- DESCRIPTION OF THE TASK
Rewrite the paragraph of the text on Dostoevsky's birth chart that begins "Mercury, planet of intellect" as a short bulleted list that keeps its main facts.

Fyodor Dostoevski died 145 years ago. When we look to his birth chart, we are struck right away by the brutal conjunction of Jupiter and Saturn, both retrograde, in the angular 4th, and in a choleric sign like Aries that Saturn abhors. The expansion and faith of Jupiter are crushed by weight, fear, and existential gravity. Then there is a leonine Mars, intensely choleric, in the 8th house, the place of death, terror, accidents, and nameless anguish, right next to the South Node which amplifies anything that is negative. But let’s focus on Mercury, the significator of his mind, because there’s a lot to say about it.


Mercury, planet of intellect, language, reasoning, and the articulation of Logos, is in Sagittarius, its detriment. Sagittarius is hot and moist, expansive, inflamed. Mercury becomes too fast for itself, hypertrophied, over-extended. In Tarot, Mercury in Sagittarius is the the 8 of Wands, the plane of Will at maximum velocity. The mind cannot rest. Mercury is a planet that enjoys all that is rational, analysis, and exactitude, but in Sagittarius loses the time and ponderation needed to do his calculations. This already describes Dostoevsky’s torrential mental life, the relentless inner monologue or feverish dialogues.

The condition worsens when we see Mercury’s accidental state. It is retrograde, so thought becomes ruminative, circular, returning obsessively to the same points, incapable of true forward motion. There is a further technical cruelty too. Mercury is five degrees away from Ascendant, but, since it is retrograde, it is moving back into the 12th house. It is painfully close to the house where Mercury finds joy, the 1st, but it is scared from it, so it steps back. It is as if Mercury is dreading the idea of helping the life and vitality of Fyodor, so he walks back into the most anti-life place of the zodiac to punish him.

- SOURCE DATA
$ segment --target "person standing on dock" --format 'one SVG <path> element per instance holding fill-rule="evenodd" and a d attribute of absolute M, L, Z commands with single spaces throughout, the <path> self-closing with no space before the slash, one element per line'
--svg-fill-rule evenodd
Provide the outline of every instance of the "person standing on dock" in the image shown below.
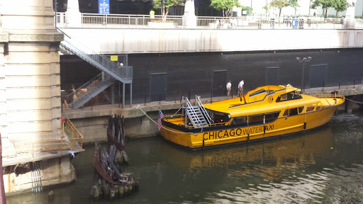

- TASK RESULT
- Mercury is the planet of intellect, language, reasoning, and the articulation of Logos.
- Here it is in Sagittarius, its detriment, a hot, moist, expansive, inflamed sign.
- There Mercury becomes too fast for itself: hypertrophied, over-extended, with a mind that cannot rest.
- In Tarot, Mercury in Sagittarius is the 8 of Wands, the plane of Will at maximum velocity.
- Mercury enjoys reason, analysis, and exactitude, but in Sagittarius it loses the time and ponderation its calculations need.
- This describes Dostoevsky's torrential mental life, with its relentless inner monologue and feverish dialogues.